Required work >> Copy the rows below verbatim, starting with the line that contains "every person standing" and ending with the final line of the rows, both included.

-=-=-

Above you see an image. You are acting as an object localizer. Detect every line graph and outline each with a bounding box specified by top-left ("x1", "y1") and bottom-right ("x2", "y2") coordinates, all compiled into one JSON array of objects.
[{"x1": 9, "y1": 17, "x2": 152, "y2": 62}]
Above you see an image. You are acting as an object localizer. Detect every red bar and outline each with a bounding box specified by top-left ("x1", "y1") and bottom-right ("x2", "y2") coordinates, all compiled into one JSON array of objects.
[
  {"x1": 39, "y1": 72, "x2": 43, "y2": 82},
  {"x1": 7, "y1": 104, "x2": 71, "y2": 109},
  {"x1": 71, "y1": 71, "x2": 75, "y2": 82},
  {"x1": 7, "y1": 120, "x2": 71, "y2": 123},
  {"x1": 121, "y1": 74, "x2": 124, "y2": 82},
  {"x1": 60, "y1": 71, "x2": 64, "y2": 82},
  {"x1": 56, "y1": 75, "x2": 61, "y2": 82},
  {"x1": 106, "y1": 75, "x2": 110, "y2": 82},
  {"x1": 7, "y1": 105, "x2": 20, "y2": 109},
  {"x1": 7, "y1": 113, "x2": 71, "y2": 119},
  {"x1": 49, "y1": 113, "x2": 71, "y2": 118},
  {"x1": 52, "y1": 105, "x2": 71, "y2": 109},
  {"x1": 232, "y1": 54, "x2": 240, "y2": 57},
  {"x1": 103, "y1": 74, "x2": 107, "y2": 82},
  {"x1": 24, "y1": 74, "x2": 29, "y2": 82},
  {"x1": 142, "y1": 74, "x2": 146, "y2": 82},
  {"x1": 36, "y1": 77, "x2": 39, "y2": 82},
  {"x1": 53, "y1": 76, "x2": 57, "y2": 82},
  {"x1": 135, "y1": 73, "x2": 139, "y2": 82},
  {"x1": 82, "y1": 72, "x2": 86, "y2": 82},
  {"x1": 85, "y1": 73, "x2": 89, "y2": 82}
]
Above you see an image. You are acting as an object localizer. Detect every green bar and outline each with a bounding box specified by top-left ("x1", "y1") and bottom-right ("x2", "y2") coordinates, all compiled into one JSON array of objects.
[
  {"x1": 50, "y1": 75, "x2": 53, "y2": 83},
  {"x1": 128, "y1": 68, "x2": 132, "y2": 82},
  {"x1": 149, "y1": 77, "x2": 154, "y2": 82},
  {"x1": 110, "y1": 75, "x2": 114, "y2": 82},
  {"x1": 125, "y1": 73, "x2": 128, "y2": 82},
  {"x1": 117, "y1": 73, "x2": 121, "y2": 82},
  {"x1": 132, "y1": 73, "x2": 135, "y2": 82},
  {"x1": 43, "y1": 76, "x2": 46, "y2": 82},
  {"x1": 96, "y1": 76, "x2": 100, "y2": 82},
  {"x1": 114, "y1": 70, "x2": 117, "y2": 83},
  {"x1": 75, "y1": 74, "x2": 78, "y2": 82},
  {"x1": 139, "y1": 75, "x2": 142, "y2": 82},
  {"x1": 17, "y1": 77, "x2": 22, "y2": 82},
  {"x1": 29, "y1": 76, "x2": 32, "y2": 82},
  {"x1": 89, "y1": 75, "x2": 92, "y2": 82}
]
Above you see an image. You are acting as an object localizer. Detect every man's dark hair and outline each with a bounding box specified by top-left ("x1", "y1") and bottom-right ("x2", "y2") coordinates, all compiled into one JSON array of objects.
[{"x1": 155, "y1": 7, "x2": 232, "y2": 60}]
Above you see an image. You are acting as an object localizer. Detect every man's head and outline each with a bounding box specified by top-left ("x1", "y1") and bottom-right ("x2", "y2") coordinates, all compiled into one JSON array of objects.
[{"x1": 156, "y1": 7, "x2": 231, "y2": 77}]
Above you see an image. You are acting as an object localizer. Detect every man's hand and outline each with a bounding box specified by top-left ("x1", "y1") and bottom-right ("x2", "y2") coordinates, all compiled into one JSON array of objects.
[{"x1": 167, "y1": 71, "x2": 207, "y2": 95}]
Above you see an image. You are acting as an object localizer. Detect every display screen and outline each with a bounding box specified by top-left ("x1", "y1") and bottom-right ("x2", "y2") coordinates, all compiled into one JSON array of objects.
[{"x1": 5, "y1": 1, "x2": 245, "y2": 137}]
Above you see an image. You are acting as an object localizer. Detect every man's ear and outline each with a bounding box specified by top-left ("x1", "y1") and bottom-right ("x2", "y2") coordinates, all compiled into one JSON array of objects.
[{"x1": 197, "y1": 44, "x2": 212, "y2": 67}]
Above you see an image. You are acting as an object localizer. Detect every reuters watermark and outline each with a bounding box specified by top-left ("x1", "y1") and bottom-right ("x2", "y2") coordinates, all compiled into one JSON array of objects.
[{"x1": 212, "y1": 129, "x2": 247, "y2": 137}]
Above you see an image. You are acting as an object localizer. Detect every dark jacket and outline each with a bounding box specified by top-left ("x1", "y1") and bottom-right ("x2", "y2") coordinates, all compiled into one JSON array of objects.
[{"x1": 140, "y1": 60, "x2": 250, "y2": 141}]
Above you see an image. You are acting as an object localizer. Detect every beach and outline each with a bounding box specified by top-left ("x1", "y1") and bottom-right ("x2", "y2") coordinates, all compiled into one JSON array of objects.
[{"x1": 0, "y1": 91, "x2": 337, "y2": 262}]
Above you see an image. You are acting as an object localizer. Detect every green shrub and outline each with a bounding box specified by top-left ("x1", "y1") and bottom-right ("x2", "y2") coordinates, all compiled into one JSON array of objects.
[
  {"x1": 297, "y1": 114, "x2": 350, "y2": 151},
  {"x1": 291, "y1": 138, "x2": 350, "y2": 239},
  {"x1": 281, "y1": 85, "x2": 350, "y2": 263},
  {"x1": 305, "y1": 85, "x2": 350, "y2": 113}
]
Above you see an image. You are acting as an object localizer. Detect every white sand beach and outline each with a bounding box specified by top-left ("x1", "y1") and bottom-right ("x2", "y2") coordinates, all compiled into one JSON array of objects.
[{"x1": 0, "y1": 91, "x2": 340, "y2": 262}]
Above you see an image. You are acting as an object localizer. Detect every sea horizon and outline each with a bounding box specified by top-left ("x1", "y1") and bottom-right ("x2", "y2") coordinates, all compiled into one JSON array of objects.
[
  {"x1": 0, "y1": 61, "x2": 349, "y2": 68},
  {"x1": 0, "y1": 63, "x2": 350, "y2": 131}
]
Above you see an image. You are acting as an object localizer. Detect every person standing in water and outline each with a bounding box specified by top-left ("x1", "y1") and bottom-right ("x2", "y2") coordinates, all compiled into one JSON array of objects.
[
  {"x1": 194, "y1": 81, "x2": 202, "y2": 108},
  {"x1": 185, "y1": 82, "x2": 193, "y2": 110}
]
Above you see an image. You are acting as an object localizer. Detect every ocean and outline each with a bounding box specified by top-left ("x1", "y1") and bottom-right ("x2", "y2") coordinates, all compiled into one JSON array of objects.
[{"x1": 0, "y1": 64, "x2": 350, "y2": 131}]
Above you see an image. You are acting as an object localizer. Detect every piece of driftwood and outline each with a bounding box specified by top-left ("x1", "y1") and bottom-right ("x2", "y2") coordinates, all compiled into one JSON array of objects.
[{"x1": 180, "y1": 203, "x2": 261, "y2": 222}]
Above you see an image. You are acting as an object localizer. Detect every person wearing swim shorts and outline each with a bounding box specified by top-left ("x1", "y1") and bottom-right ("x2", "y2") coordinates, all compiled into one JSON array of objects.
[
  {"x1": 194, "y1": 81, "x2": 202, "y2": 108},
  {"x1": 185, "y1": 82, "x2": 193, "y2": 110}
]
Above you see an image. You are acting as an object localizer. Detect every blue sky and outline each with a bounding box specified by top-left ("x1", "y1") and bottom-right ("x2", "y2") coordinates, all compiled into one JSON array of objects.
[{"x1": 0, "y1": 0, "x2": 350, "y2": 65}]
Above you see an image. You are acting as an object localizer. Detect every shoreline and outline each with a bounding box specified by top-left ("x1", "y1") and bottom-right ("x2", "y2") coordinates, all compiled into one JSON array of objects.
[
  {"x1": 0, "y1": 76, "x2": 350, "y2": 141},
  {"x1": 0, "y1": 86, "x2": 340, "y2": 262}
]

-=-=-

Reply >>
Above you see an image. You are acting as an object localizer. Detect every person standing in water and outline each with a bounding box specified by top-left ("x1", "y1") and bottom-right ("x2", "y2") coordinates, all compiled into one JSON array of objects.
[
  {"x1": 194, "y1": 81, "x2": 202, "y2": 108},
  {"x1": 185, "y1": 82, "x2": 193, "y2": 110}
]
Above you see an image. You are acting as an object localizer. Detect every ocean and outline each with a bounding box specified by top-left ("x1", "y1") and bottom-right ("x2", "y2") coordinates, all compiled into one JSON array of objects.
[{"x1": 0, "y1": 64, "x2": 350, "y2": 131}]
Above you see an image. You are acting as an object localizer. Detect every piece of driftwood and outline each with a bounding box specified by top-left ("x1", "y1") and bottom-right ("x2", "y2") coordinates, all compiled into one JSON array of objects.
[{"x1": 180, "y1": 203, "x2": 261, "y2": 222}]
Above you see an image. You are acting as an object localizer. Detect every person wearing swim shorts and outline each with a bounding box specified by top-left ("x1", "y1") and bottom-right ("x2", "y2") coordinates, all compiled into one JSON array of objects.
[
  {"x1": 194, "y1": 81, "x2": 202, "y2": 108},
  {"x1": 185, "y1": 82, "x2": 193, "y2": 110}
]
Above you see an image. You are acting as an object localizer. Detect every blue sky and outline each with a bounding box specified by top-left ("x1", "y1") and bottom-right ("x2", "y2") coordinates, all compiled into one JSON array of objects.
[{"x1": 0, "y1": 0, "x2": 350, "y2": 65}]
Above you see an image. You are acting as an object localizer. Detect every shoreline and outline each with a bounding box specified by top-left ("x1", "y1") and bottom-right ("x2", "y2") coordinates, all compiled into one JSON array of objects.
[
  {"x1": 0, "y1": 76, "x2": 350, "y2": 141},
  {"x1": 0, "y1": 86, "x2": 340, "y2": 262}
]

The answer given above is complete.